• _Problem to work on_
Report, copied in full, each line of the listing below that contains the string "twine". Case counts.

• _Excerpted data_
- - - - -
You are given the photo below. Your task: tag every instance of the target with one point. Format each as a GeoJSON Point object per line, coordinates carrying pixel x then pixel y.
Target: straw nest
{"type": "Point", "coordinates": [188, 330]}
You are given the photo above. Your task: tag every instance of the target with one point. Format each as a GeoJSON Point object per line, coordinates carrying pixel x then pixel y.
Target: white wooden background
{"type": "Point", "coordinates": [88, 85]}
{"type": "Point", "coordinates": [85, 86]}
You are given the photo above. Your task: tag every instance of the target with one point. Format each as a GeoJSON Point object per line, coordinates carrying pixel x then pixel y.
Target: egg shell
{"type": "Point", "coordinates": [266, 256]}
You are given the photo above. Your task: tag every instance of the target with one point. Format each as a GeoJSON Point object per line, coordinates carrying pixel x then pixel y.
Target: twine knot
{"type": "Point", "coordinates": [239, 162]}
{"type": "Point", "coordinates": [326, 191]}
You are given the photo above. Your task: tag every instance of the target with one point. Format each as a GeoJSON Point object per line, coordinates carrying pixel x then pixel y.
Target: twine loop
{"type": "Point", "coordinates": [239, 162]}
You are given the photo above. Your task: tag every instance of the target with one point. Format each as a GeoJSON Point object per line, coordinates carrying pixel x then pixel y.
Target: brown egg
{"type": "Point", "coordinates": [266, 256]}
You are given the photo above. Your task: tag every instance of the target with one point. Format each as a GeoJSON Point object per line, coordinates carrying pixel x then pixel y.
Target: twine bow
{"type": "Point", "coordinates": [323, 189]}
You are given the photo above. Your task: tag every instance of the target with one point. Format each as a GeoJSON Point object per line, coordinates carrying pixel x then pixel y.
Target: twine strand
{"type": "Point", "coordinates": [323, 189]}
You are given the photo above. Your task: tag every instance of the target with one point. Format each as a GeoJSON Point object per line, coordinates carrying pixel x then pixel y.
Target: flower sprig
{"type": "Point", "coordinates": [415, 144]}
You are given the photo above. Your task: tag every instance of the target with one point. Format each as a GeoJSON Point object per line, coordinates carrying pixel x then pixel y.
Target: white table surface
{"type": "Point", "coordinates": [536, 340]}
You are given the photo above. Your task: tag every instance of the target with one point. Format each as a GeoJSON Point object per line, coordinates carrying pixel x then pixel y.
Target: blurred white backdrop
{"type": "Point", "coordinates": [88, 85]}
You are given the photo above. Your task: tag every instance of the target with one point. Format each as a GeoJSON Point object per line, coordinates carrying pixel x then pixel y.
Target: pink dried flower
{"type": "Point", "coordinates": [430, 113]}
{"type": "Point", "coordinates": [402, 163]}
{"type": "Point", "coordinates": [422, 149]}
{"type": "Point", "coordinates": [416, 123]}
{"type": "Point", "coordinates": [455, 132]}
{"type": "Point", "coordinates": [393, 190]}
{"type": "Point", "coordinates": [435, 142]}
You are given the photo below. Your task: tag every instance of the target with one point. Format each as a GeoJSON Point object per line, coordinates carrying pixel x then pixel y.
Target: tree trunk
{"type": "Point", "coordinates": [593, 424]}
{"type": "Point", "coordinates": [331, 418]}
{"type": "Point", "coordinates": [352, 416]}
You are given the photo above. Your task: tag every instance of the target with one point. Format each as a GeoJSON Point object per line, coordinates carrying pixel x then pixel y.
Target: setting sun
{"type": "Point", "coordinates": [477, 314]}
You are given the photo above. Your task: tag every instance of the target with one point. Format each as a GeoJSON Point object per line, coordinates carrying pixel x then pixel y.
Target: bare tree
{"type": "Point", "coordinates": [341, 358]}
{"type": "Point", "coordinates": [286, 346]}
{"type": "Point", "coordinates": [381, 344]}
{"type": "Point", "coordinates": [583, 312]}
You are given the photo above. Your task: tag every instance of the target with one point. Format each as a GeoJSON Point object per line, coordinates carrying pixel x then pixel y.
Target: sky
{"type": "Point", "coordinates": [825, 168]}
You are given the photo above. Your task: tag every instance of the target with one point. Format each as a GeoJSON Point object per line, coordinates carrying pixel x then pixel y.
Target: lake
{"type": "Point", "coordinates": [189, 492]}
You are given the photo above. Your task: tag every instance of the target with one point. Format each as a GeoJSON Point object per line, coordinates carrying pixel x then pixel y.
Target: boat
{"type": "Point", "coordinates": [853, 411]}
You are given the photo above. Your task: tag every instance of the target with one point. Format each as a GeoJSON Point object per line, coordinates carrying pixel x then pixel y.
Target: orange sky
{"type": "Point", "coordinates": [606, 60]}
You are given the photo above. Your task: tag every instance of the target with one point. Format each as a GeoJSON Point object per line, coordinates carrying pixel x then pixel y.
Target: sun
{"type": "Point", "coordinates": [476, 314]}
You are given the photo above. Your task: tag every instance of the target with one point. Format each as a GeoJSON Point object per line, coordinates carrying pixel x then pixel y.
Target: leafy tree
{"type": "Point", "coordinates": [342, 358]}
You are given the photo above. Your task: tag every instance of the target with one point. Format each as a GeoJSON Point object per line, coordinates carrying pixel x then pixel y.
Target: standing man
- - - - -
• _Output of the exercise_
Target: twine knot
Target: twine loop
Target: twine bow
Target: twine strand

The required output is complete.